Brief: Write out the following listing's lines from the one with "# test: pointer marks the front door" to the one with "# test: pointer marks the gray", exactly, with both included and no others.

====== Entries shown

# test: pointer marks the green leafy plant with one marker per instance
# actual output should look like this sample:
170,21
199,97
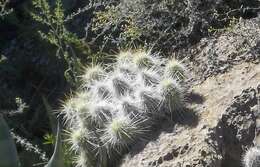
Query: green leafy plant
8,153
56,33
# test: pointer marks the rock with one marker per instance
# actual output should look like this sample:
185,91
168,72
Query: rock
238,124
203,146
216,55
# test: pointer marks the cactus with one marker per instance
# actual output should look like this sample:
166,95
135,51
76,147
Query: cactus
115,108
252,157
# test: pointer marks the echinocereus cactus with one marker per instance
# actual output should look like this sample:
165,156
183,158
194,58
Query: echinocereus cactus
115,108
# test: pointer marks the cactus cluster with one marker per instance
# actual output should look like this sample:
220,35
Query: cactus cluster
252,157
116,106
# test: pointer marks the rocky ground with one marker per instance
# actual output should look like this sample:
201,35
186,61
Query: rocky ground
225,105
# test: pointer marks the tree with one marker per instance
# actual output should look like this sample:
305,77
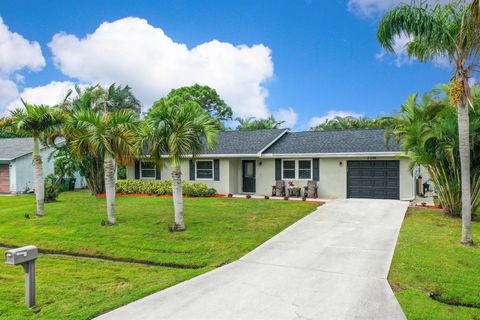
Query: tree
99,100
36,121
206,97
428,133
344,123
443,31
180,132
109,136
258,124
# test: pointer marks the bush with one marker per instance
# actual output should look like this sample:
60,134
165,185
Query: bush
52,189
161,188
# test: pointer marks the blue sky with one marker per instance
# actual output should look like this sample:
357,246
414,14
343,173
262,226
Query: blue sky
300,60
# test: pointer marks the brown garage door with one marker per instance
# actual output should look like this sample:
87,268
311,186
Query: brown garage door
4,178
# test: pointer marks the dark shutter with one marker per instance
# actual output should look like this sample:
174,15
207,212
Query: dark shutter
192,170
137,170
278,169
216,170
316,169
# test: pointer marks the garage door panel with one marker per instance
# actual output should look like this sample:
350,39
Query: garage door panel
4,178
377,179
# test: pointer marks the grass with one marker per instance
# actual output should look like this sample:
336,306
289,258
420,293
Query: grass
433,275
219,231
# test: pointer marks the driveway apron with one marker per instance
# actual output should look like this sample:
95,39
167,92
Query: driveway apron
332,264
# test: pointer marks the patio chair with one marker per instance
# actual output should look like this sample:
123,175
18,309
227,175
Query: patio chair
278,189
311,190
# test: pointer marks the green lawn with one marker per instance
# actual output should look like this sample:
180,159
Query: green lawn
429,259
219,231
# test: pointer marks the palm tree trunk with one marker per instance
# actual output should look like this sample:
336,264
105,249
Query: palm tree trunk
110,187
178,198
38,178
464,144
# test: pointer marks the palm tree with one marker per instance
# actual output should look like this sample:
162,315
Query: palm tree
109,136
100,100
443,31
36,121
180,132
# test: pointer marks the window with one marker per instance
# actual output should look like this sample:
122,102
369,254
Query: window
289,169
147,170
305,169
297,169
204,170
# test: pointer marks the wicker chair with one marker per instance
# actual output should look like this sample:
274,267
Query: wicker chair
278,189
311,190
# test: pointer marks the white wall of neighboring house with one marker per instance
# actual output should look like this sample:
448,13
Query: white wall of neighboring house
21,172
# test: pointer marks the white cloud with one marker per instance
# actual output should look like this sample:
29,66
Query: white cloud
374,8
131,51
401,57
288,115
331,115
50,94
17,53
8,92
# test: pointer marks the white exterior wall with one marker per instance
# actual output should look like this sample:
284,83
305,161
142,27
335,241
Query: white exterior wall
332,183
333,177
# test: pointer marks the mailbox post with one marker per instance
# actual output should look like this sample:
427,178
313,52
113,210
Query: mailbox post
26,257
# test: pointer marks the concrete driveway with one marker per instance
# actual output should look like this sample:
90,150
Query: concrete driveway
332,264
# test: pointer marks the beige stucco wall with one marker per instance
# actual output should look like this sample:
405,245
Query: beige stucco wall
332,184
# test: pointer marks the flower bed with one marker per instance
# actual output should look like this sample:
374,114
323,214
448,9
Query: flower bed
162,188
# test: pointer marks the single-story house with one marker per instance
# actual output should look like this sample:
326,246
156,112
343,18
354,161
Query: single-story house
344,164
16,165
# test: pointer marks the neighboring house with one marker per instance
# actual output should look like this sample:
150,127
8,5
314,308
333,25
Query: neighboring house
345,164
16,165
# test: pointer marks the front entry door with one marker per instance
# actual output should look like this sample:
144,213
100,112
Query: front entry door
248,175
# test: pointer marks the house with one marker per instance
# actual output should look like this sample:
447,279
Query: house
345,164
16,165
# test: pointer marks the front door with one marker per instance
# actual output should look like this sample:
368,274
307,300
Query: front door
248,175
4,178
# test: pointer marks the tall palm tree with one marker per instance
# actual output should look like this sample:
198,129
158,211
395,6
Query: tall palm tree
109,136
36,121
443,31
180,132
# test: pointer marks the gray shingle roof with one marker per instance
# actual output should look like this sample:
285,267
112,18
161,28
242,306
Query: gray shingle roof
13,148
340,141
243,142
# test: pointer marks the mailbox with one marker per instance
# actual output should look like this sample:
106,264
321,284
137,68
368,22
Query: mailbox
26,257
21,255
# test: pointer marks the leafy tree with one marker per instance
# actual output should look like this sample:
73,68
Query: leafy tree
258,124
178,131
344,123
443,31
109,136
36,121
205,96
99,100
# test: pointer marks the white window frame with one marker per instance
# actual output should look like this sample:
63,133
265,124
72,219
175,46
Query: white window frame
148,178
196,171
311,169
297,169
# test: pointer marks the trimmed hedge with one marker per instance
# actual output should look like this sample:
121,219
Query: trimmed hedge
163,187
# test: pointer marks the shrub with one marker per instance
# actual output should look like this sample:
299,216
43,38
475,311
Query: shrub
52,189
163,187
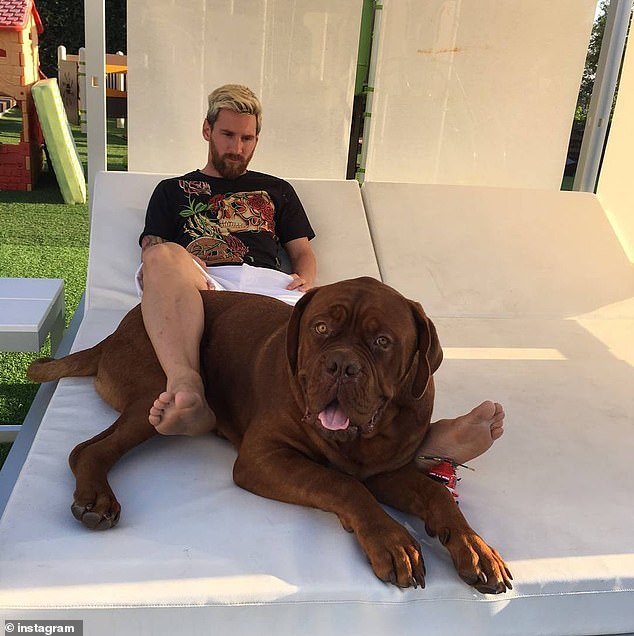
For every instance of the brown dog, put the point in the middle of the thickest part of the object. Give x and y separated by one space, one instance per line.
327 405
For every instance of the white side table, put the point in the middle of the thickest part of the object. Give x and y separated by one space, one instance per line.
30 309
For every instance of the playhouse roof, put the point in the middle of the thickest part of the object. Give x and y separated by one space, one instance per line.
14 15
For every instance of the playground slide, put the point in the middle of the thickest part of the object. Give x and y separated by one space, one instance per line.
59 141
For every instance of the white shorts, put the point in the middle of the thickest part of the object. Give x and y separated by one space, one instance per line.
243 278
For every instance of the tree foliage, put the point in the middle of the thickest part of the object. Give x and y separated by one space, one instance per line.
592 60
64 24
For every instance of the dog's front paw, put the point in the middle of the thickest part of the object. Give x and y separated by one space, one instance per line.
479 565
99 512
395 556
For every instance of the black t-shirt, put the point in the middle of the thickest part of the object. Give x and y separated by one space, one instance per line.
228 221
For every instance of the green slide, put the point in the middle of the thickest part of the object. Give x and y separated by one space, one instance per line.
59 141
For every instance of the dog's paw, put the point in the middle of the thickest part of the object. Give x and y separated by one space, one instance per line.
395 556
480 565
100 513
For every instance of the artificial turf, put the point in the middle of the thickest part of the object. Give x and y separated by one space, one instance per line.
42 237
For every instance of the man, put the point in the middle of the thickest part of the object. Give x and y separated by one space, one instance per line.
219 228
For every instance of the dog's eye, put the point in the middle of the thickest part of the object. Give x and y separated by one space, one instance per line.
321 328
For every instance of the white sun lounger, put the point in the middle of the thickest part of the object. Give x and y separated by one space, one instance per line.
533 298
195 554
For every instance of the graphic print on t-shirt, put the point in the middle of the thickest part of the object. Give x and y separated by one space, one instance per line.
212 221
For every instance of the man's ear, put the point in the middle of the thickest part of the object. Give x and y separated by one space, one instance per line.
206 130
429 355
292 330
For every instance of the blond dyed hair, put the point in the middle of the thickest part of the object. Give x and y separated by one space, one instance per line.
237 98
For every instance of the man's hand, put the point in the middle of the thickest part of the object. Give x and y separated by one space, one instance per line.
298 283
303 263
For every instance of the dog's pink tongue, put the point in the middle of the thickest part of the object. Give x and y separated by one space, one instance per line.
333 418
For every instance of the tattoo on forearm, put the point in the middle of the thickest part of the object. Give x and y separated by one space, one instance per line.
149 240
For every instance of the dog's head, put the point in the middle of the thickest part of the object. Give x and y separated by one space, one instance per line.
354 347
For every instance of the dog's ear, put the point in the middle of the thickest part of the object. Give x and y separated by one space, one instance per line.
429 355
292 330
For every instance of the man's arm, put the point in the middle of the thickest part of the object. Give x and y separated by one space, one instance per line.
303 262
148 241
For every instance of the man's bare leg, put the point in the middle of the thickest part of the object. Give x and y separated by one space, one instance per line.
463 438
173 315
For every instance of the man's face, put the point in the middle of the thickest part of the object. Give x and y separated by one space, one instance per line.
232 142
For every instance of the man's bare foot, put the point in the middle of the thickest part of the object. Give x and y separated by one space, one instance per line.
183 412
463 438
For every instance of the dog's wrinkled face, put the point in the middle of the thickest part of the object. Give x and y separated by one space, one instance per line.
353 347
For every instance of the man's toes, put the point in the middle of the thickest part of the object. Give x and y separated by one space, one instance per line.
102 514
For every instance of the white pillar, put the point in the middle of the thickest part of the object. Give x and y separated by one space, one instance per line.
95 32
608 67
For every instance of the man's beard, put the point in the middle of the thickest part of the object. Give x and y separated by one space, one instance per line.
229 169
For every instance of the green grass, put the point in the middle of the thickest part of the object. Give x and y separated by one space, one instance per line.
40 236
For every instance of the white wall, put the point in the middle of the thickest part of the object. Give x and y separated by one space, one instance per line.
299 56
476 92
615 189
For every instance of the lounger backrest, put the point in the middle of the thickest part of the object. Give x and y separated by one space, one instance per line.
480 251
117 217
335 209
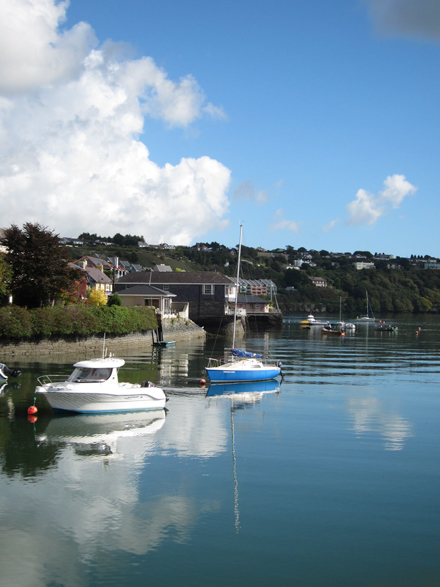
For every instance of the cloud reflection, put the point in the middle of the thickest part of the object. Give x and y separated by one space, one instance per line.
369 415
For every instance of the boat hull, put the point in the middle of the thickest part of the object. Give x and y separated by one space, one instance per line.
231 375
87 403
242 389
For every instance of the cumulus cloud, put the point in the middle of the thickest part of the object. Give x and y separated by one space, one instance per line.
397 17
330 225
247 191
279 223
70 118
367 208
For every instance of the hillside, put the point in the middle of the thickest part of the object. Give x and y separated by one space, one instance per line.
400 285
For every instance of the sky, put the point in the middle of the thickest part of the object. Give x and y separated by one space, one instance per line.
314 124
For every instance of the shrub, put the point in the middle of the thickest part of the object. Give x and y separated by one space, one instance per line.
15 322
73 320
114 300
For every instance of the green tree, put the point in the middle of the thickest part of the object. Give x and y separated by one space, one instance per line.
5 279
39 265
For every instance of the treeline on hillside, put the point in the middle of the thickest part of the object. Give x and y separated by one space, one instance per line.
129 240
389 291
17 323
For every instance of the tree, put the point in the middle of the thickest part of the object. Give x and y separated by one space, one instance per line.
40 272
114 300
5 279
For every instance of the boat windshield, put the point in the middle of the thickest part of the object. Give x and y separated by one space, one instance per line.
90 375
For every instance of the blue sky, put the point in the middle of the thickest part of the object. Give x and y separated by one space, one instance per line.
315 123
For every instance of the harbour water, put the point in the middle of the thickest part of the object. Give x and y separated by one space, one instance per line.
329 478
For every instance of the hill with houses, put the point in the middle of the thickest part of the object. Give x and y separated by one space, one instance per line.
301 279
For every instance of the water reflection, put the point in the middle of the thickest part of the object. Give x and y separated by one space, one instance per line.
369 415
242 394
92 491
98 434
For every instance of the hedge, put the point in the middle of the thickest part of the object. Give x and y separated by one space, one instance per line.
75 320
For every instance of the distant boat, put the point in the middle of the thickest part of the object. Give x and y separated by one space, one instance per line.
386 327
366 317
312 321
164 343
238 365
332 331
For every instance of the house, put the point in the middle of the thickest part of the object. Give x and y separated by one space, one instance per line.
148 295
252 305
257 287
95 278
206 292
318 281
363 265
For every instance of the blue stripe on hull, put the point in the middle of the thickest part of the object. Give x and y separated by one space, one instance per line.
229 376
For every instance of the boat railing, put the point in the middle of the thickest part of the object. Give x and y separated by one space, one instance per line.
50 379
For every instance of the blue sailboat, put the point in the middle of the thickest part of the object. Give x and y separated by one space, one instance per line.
238 365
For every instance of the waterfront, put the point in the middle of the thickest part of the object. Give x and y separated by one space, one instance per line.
333 480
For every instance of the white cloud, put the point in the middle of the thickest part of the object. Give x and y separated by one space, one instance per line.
279 223
368 208
70 117
247 191
330 225
406 17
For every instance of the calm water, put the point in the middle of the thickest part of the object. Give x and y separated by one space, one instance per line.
333 480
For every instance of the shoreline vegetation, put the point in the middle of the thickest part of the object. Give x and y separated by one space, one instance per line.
75 320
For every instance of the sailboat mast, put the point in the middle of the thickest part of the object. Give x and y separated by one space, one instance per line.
237 287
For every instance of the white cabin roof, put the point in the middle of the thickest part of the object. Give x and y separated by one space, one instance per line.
109 363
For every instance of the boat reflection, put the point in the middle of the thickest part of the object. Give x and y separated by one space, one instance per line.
98 434
249 392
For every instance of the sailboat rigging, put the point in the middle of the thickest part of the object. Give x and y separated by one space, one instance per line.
238 365
366 317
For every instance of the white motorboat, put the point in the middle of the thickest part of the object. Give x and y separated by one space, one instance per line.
93 387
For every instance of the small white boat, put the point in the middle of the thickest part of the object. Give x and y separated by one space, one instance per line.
93 387
312 321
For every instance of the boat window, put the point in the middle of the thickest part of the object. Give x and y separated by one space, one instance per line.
90 375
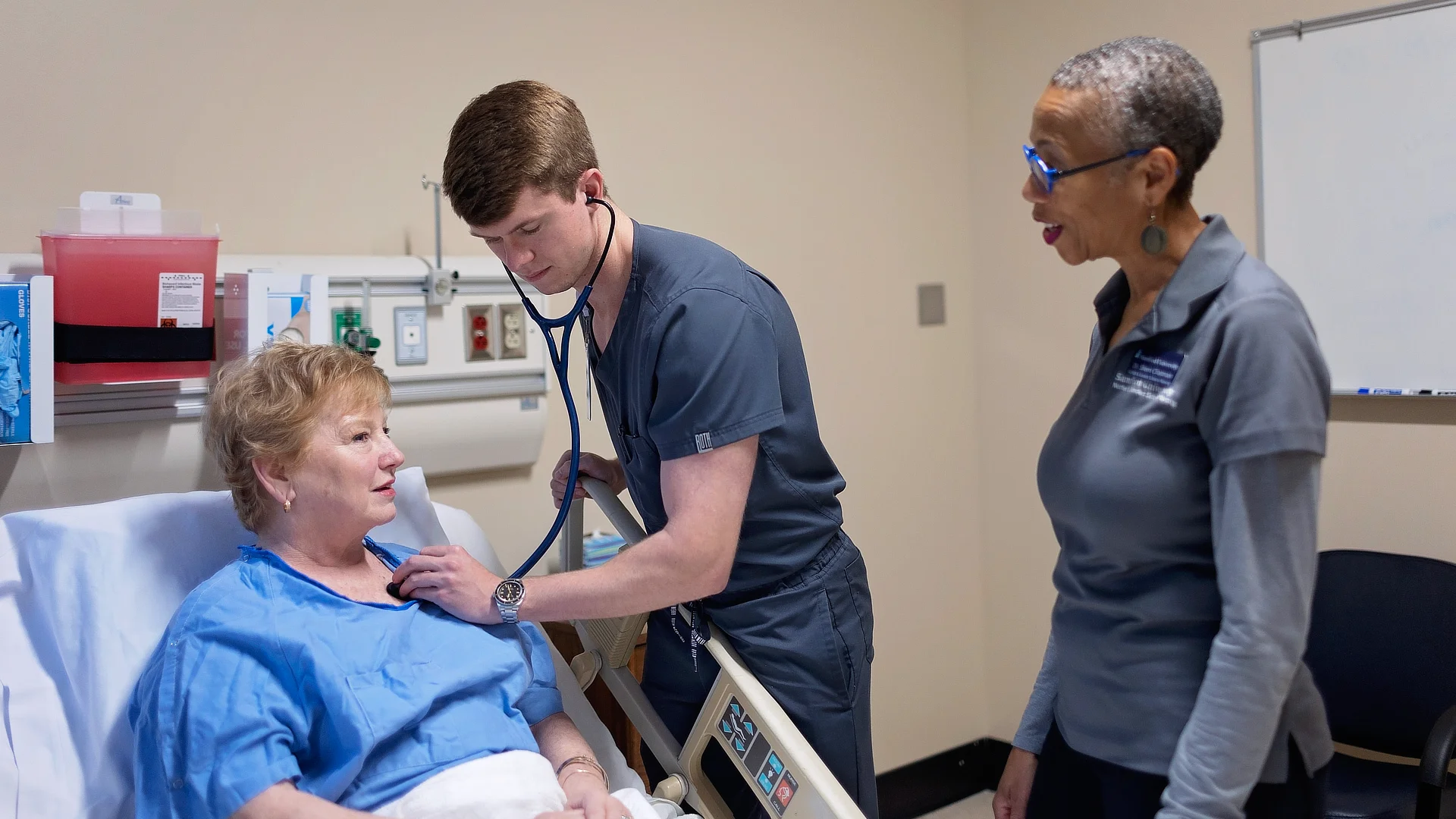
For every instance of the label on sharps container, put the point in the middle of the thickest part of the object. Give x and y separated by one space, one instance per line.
180 299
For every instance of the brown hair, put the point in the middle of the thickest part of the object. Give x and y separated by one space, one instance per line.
268 407
517 134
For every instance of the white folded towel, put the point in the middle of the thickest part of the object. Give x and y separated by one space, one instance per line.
517 784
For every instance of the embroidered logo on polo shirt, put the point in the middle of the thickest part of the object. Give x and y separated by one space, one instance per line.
1152 375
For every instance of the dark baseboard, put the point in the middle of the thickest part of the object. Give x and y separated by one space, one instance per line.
935 781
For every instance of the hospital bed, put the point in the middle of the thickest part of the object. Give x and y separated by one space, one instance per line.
86 594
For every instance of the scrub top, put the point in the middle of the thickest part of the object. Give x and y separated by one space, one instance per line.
705 353
267 675
1181 482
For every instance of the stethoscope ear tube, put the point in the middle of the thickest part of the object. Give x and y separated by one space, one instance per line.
558 359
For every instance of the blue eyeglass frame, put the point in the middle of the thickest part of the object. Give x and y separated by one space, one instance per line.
1047 175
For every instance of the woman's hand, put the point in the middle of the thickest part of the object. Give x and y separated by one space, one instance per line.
1015 787
453 580
585 792
592 466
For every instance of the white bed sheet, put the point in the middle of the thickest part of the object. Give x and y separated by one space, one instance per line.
85 595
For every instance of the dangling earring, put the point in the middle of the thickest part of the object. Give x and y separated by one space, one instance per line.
1155 240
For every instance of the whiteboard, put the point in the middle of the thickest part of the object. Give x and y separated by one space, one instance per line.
1356 136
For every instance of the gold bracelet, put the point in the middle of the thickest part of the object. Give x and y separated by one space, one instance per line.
593 767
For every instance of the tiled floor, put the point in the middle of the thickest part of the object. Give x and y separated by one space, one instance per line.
977 806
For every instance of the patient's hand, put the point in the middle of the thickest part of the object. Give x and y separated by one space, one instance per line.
453 580
588 795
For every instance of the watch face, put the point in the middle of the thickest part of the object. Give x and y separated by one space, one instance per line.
510 592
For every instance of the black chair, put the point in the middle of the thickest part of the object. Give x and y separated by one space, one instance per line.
1382 648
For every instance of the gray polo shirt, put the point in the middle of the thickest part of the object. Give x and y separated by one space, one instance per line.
1183 487
705 353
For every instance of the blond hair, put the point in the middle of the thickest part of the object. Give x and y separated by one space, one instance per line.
270 406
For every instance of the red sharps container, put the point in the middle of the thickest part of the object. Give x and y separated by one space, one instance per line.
134 295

============

Answer for the task:
# test: pointer marks the front door with one marker per instance
# actual output should look like this sample:
368,274
307,300
Query: front door
248,175
4,178
# test: pointer marks the tall palm tree with one marker per instance
# actual output should look like this sample:
198,129
158,211
395,6
Query: tall palm tree
109,136
36,121
443,31
180,132
# test: pointer marks the gray shingle roof with one marker per instance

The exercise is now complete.